- [Exercise goal]: Count the lines in the records below that contain the string "sign", treating uppercase and lowercase as different. Reply with the number alone.

(Entries from a dataset)

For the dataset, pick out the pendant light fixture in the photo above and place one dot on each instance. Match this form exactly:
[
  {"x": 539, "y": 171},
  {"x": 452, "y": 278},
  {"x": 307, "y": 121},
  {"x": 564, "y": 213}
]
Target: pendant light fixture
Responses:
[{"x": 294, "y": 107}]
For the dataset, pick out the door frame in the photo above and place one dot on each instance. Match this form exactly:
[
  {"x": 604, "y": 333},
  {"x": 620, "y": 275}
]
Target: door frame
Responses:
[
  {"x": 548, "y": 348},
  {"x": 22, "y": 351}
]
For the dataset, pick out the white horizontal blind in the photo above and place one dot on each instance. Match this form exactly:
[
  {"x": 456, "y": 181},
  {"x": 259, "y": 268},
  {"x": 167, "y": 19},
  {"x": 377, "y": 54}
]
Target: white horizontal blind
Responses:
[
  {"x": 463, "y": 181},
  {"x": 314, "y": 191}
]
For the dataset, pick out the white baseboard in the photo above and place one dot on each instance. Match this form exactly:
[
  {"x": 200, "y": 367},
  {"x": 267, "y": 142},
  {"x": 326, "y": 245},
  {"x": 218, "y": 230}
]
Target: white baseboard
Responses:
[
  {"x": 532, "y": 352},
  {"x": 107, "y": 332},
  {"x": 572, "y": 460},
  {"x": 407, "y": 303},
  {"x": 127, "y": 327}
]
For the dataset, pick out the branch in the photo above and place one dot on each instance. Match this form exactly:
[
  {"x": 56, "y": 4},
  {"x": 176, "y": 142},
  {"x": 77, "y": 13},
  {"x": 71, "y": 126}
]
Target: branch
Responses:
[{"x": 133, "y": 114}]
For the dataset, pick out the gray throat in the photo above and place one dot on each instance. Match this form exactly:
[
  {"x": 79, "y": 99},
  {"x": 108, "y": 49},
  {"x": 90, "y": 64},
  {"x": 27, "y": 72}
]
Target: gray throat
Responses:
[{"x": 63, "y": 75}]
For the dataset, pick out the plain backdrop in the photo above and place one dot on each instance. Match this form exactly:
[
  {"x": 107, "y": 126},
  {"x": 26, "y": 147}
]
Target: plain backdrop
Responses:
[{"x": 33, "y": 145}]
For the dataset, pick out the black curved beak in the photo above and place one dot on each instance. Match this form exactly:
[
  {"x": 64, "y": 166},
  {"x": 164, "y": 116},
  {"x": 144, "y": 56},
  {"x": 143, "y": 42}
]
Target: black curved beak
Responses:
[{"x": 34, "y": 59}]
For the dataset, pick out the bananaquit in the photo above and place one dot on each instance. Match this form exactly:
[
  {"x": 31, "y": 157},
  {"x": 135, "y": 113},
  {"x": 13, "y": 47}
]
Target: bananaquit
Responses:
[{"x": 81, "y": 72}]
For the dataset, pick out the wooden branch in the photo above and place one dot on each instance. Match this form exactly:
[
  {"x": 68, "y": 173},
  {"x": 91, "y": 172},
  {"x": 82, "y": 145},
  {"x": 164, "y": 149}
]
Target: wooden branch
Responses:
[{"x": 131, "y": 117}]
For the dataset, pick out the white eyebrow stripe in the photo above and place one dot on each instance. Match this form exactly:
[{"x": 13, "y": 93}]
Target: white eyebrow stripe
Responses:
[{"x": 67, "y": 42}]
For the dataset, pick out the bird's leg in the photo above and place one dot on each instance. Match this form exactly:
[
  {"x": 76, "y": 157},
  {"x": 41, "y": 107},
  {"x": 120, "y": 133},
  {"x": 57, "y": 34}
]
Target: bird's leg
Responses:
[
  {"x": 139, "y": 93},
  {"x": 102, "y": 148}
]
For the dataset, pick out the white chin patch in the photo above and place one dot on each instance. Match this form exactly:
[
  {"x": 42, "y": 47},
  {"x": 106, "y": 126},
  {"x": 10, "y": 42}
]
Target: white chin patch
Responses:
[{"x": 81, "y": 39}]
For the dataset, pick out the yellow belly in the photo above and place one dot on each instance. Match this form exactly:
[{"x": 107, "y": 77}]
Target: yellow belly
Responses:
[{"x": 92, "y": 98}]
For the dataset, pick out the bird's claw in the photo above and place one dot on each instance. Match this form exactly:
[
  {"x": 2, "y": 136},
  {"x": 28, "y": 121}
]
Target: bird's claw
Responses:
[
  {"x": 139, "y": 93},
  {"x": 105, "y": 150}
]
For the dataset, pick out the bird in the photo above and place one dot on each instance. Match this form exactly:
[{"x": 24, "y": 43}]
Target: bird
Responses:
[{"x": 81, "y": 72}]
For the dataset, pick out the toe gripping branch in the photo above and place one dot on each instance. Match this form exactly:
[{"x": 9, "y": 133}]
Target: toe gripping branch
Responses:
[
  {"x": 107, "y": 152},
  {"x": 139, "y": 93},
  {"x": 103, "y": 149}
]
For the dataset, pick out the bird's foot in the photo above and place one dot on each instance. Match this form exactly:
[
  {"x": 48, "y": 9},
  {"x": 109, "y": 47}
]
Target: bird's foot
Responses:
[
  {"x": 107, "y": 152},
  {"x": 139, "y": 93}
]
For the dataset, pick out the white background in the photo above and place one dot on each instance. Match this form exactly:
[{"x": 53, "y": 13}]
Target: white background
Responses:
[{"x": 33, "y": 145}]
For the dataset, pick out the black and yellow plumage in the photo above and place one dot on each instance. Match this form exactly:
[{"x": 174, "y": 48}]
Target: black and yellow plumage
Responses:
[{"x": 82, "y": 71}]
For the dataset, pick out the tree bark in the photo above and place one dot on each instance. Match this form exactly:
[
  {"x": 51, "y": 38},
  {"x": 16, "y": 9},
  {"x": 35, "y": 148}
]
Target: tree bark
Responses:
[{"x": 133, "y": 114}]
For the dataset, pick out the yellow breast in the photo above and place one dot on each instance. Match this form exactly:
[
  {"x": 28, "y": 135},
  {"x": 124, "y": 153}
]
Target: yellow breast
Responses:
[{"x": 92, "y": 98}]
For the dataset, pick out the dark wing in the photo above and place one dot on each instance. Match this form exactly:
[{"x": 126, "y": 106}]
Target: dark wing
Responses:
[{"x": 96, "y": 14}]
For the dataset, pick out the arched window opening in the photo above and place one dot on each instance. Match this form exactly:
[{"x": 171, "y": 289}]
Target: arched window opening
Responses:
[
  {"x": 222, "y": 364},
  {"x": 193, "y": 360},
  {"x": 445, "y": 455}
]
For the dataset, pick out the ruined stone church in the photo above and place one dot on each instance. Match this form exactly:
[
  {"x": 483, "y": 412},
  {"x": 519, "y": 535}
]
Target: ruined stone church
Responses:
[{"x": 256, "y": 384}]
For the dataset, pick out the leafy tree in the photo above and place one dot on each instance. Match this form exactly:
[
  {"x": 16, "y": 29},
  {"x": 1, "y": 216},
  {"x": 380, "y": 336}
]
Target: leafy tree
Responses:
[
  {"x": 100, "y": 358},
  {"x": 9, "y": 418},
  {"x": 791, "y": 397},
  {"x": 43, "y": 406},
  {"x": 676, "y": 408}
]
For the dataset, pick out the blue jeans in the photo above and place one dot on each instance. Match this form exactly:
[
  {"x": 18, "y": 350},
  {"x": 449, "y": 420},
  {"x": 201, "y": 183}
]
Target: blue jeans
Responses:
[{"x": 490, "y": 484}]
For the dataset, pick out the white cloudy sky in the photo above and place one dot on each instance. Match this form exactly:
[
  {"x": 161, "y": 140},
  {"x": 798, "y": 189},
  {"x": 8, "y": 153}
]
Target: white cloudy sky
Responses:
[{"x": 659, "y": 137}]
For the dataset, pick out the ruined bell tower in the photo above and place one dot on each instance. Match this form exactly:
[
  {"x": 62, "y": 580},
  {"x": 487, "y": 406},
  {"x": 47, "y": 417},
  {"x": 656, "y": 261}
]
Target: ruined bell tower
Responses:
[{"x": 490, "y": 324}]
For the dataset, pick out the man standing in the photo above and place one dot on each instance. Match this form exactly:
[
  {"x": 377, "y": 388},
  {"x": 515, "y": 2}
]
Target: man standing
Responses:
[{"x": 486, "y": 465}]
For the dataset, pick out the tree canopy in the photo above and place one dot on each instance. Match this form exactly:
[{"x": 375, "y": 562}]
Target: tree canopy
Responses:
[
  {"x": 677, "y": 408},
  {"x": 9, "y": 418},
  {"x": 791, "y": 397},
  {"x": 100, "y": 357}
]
* * *
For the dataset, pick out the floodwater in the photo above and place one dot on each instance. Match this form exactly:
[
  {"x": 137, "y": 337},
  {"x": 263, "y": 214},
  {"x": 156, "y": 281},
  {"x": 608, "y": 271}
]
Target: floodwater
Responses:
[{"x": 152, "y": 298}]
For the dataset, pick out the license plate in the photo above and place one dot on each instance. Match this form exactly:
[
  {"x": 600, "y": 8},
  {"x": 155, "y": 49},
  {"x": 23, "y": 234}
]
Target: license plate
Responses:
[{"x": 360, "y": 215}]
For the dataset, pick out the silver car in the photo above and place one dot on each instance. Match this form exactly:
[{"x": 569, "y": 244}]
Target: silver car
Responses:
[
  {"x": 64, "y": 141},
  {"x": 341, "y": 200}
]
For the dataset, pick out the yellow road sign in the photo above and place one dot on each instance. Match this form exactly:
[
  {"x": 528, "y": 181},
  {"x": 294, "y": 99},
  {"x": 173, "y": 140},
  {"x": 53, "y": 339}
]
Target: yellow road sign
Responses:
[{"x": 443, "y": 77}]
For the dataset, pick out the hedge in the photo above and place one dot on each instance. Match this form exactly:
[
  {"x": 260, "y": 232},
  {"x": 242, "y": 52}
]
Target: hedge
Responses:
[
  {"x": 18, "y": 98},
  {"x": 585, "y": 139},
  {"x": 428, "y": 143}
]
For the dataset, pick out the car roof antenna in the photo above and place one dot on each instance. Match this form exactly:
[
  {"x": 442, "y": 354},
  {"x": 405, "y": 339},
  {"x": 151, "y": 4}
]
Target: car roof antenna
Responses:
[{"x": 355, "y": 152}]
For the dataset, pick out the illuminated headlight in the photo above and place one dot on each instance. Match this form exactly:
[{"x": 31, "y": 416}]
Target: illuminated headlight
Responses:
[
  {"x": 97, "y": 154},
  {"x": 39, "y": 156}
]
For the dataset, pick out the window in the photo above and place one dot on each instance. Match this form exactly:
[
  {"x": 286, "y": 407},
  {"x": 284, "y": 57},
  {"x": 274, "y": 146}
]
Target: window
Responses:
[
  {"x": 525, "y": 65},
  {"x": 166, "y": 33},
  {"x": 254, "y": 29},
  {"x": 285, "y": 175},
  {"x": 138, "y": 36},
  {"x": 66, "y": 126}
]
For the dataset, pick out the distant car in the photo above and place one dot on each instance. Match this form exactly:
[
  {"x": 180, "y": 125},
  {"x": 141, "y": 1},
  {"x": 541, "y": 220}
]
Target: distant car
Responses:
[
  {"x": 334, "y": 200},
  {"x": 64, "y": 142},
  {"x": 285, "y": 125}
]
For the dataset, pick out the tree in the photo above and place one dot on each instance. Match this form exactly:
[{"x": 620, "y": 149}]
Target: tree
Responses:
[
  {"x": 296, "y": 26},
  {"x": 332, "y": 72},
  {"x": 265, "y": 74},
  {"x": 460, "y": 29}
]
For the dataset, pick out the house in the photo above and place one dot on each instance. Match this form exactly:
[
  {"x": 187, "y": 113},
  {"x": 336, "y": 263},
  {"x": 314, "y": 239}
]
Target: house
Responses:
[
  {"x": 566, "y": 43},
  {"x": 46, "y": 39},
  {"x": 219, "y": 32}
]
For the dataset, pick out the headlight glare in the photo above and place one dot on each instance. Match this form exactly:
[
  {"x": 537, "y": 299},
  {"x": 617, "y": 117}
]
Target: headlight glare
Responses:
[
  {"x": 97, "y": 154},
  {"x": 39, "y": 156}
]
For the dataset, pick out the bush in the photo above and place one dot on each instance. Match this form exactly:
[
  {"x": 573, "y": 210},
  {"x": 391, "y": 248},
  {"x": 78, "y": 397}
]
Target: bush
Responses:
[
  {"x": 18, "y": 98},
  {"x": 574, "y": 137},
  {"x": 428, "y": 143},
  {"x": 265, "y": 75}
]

- [Task response]: 2